> _Passage given_:

· · · · ·

# 2006 Ford F-350 Needs



## ahall1115 (Nov 20, 2018)

I own a 2006 Ford F-350 super duty, I'm looking to get into the plowing business with a company that has offered me a job already. Since I'm new, I don't know what I need specifically for buying a used plow.

I am interested in one of the plows in the pictures, I know I need:
A mount for my truck which I found and I believe is a unimount but the problem comes since I do not know what kind of wiring harness, controller, and "adapter" excuse me but I don't know the name for it but the piece that the A-frame attached to the truck mount through

I have spoken with a friend that is a mechanic and he said that the plows seem like a good deal but will need a new pump since they have sat outside.

Is there anything else I would need?


----------



## cwren2472 (Aug 15, 2014)

"Seem like a good deal except will need a new pump"

K, so you just need a $1500 power unit plus another $1700 worth of truck pieces to get you into your 20 year old plow. Oh, plus labor.

And that power unit isn't even available new, so you'll have to adapt a different style power unit. Or find a used plow to buy to take the power unit off of to transfer to your used plow.


----------



## dieselss (Jan 3, 2008)

ahall1115 said:


> , I'm looking to get into the plowing business with a company that has offered me a job already.


Wait a min.......
They offered you a job without actually having a plow?
Do YOU have plowing insurance i.e. g.l. like 1mil?
Do you have ANY experience?
Why are they hiring you?


----------



## Randall Ave (Oct 29, 2014)

He's guessing it needs a pump?


----------



## dieselss (Jan 3, 2008)

Randall Ave said:


> He's guessing it needs a pump?


Well ya, since the plow sits outside you know, needs new parts


----------



## ahall1115 (Nov 20, 2018)

dieselss said:


> Wait a min.......
> They offered you a job without actually having a plow?
> Do YOU have plowing insurance i.e. g.l. like 1mil?
> Do you have ANY experience?
> Why are they hiring you?


It's a family friend's business and since I am younger I have to start from somewhere, I understand it does not make much sense when typed out

More or less, I was asking more about the specifities to the plow, I know its a Western 7 1/2 foot plow but am not sure if it will fit a unimount system, I was hoping this forum could help me more with that aspect rather than the backstory as to why I was getting it


----------



## ahall1115 (Nov 20, 2018)

cwren2472 said:


> "Seem like a good deal except will need a new pump"

· · · · ·

> _Problems to work on_:
**a)** List every username that posts in the snowplow thread, naming each one only once.
**b)** Quote the snowplow thread word for word, everything from "# 2006 Ford" down to "a used plow.".
The data has no connection to the snowplow thread.

· · · · ·

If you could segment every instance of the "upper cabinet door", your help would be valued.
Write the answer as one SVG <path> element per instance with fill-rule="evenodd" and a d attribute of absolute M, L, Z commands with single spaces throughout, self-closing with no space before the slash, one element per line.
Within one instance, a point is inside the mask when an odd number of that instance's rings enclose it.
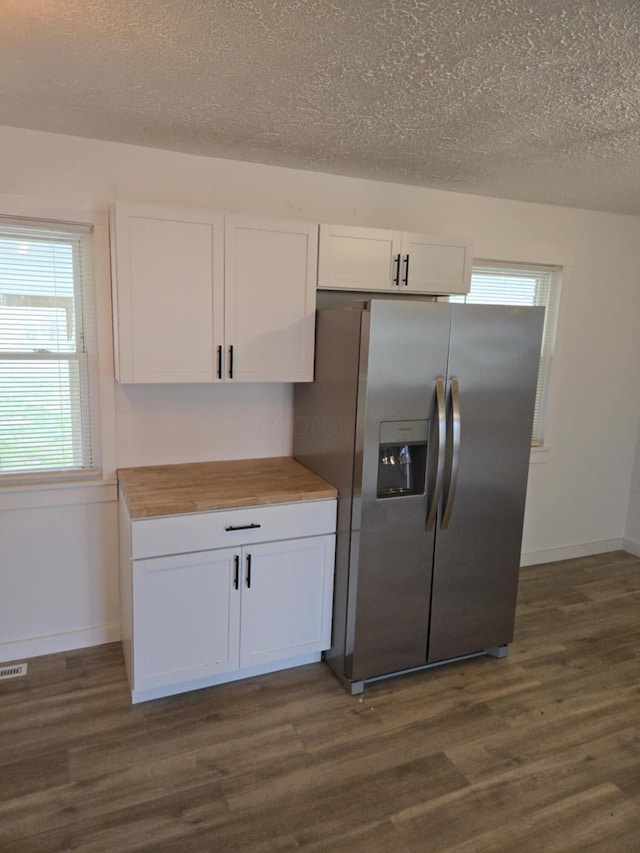
<path fill-rule="evenodd" d="M 224 218 L 117 202 L 111 224 L 116 378 L 216 379 Z"/>
<path fill-rule="evenodd" d="M 402 235 L 400 290 L 412 293 L 468 293 L 472 242 L 463 237 Z"/>
<path fill-rule="evenodd" d="M 399 231 L 321 225 L 318 287 L 332 290 L 396 290 Z"/>
<path fill-rule="evenodd" d="M 321 225 L 318 287 L 397 293 L 468 293 L 473 253 L 465 237 Z"/>
<path fill-rule="evenodd" d="M 313 380 L 318 226 L 225 216 L 226 378 Z"/>

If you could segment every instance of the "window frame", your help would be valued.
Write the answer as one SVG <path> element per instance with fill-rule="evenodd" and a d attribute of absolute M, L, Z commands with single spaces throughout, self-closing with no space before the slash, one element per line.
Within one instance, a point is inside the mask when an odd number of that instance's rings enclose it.
<path fill-rule="evenodd" d="M 516 302 L 499 302 L 489 300 L 478 300 L 468 302 L 468 296 L 473 288 L 474 274 L 485 275 L 496 273 L 504 275 L 507 278 L 509 275 L 516 277 L 518 275 L 526 277 L 535 277 L 546 279 L 542 284 L 536 285 L 535 301 L 526 303 L 530 305 L 544 307 L 545 318 L 542 333 L 542 343 L 540 348 L 540 367 L 538 370 L 538 380 L 536 388 L 536 403 L 533 421 L 533 430 L 531 438 L 531 450 L 534 452 L 546 451 L 549 449 L 548 440 L 548 404 L 549 404 L 549 386 L 551 380 L 551 367 L 553 364 L 553 356 L 555 349 L 556 330 L 558 325 L 558 311 L 560 306 L 560 290 L 562 287 L 562 278 L 564 268 L 557 264 L 538 264 L 538 263 L 521 263 L 514 261 L 495 261 L 488 259 L 474 258 L 471 269 L 471 282 L 469 293 L 460 294 L 449 297 L 451 302 L 462 302 L 468 304 L 486 304 L 486 305 L 514 305 L 525 304 Z M 528 274 L 528 275 L 527 275 Z M 546 293 L 546 298 L 544 298 Z"/>
<path fill-rule="evenodd" d="M 98 366 L 99 331 L 95 277 L 95 225 L 90 221 L 59 220 L 50 216 L 11 216 L 0 213 L 0 239 L 24 236 L 25 241 L 65 243 L 71 246 L 73 275 L 74 347 L 72 350 L 34 352 L 7 350 L 2 361 L 50 361 L 77 364 L 69 371 L 70 447 L 80 465 L 36 467 L 0 472 L 0 486 L 38 486 L 55 482 L 102 479 L 100 376 Z M 75 385 L 75 393 L 74 393 Z M 77 414 L 74 413 L 77 412 Z M 79 457 L 76 448 L 79 448 Z"/>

· · · · ·

> _Task-by-task answers_:
**a)** ahall1115, cwren2472, dieselss, Randall Ave

**b)**
# 2006 Ford F-350 Needs



## ahall1115 (Nov 20, 2018)

I own a 2006 Ford F-350 super duty, I'm looking to get into the plowing business with a company that has offered me a job already. Since I'm new, I don't know what I need specifically for buying a used plow.